▶ Exercise brief: Sift through the material below and return the lines with "jacket".

==============================

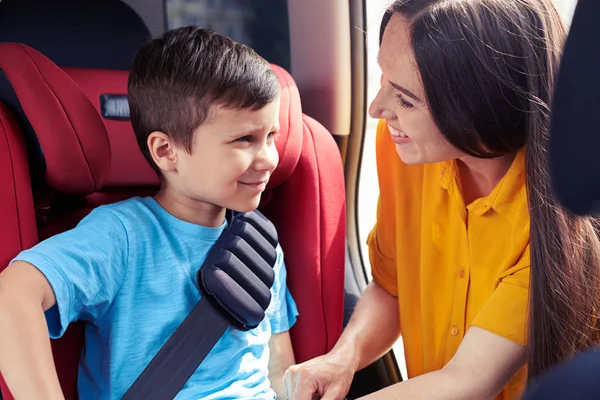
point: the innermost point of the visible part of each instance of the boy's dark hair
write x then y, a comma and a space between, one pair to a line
175, 79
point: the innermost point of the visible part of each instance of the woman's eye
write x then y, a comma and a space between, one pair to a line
246, 138
402, 102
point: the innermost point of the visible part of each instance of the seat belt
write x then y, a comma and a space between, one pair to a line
235, 282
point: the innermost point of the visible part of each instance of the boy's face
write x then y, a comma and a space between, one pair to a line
232, 158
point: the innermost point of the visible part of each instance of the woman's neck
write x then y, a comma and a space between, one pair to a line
479, 176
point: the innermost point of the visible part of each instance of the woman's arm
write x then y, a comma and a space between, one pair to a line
281, 358
371, 332
483, 364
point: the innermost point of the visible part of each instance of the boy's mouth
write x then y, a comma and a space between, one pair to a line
256, 184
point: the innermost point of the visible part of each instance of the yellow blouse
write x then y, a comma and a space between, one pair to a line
451, 266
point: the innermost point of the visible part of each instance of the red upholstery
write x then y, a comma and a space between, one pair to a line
92, 161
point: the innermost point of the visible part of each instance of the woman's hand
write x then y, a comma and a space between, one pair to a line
327, 377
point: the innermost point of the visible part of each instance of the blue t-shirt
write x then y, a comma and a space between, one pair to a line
129, 270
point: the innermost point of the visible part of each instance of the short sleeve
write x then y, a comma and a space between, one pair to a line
382, 239
85, 267
282, 311
505, 313
383, 265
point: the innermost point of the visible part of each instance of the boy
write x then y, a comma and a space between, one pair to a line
204, 110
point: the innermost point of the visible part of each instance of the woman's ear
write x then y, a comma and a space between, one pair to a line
163, 151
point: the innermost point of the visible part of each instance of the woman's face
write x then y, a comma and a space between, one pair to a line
401, 101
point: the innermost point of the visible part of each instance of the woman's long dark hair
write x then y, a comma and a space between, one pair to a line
489, 68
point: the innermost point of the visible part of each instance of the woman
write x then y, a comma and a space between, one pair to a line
465, 215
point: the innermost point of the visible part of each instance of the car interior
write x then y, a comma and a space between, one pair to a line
67, 146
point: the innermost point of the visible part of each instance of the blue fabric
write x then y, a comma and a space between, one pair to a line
129, 270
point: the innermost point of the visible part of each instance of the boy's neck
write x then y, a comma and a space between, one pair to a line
196, 212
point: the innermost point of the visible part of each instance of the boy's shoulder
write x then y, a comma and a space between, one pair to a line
126, 210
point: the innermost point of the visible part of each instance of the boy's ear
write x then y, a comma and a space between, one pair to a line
163, 150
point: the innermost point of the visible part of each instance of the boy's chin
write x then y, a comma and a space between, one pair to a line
245, 206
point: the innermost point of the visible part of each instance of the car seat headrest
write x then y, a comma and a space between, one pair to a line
73, 33
72, 138
107, 91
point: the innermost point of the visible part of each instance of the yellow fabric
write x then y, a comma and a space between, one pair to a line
450, 266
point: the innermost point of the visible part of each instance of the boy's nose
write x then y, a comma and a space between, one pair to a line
268, 158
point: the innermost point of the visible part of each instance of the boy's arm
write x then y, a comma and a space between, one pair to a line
281, 358
26, 359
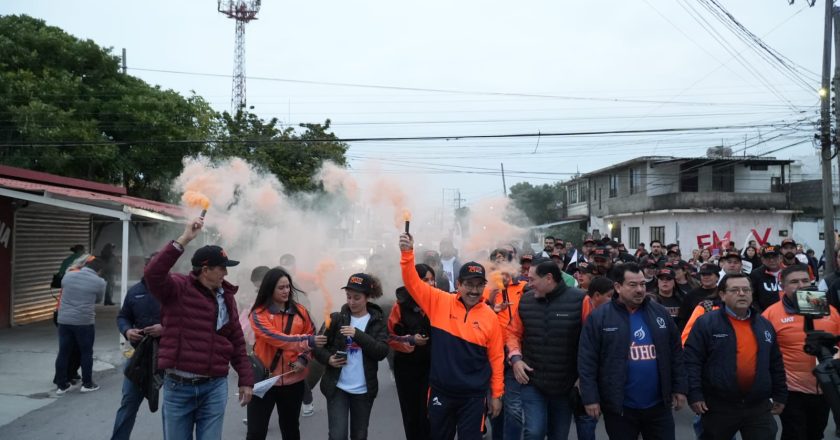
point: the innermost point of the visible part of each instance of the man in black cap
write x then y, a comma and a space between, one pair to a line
201, 340
765, 279
709, 277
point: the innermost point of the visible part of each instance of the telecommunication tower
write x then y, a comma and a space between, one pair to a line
242, 11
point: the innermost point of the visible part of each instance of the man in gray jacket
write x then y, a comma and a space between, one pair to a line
80, 291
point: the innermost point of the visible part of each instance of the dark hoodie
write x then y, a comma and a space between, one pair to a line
373, 341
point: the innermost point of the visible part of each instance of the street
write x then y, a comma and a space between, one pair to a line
91, 416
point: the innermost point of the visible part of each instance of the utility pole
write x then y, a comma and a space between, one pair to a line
825, 140
504, 185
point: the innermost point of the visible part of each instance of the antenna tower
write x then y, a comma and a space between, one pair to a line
242, 11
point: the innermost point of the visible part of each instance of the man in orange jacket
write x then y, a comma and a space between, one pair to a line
468, 352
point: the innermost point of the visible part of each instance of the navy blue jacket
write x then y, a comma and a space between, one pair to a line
140, 309
605, 348
710, 360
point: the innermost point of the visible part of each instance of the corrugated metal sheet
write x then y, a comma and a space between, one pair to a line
43, 237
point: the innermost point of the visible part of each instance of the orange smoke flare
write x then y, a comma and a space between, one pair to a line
196, 199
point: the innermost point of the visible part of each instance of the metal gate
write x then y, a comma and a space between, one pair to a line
43, 236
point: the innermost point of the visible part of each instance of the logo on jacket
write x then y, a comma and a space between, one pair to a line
639, 334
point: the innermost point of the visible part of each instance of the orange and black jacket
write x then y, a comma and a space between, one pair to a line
468, 348
269, 326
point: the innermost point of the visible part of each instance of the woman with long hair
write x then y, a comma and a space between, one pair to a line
409, 330
357, 339
284, 338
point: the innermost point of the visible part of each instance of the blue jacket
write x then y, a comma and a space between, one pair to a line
710, 360
140, 309
605, 348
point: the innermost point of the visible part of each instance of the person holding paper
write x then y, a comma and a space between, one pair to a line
284, 338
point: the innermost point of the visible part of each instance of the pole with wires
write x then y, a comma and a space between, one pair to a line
825, 140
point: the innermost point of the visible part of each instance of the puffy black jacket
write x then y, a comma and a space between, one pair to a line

==============================

▶ Solution for this problem:
point: the innermost point of the visible part of each instance of the man in gray jacket
point: the innermost point of the visible part of each instance of the man in orange jacket
point: the innermost point of the visible part of each instance of the navy blue jacket
point: the innermost point of the visible part of each instance of the logo on jacket
point: the innermost point of the visible part of each instance of the orange and black jacket
point: the innermost point of the visible part of each instance of the blue jacket
point: the innermost point of the visible part of each instance of the puffy black jacket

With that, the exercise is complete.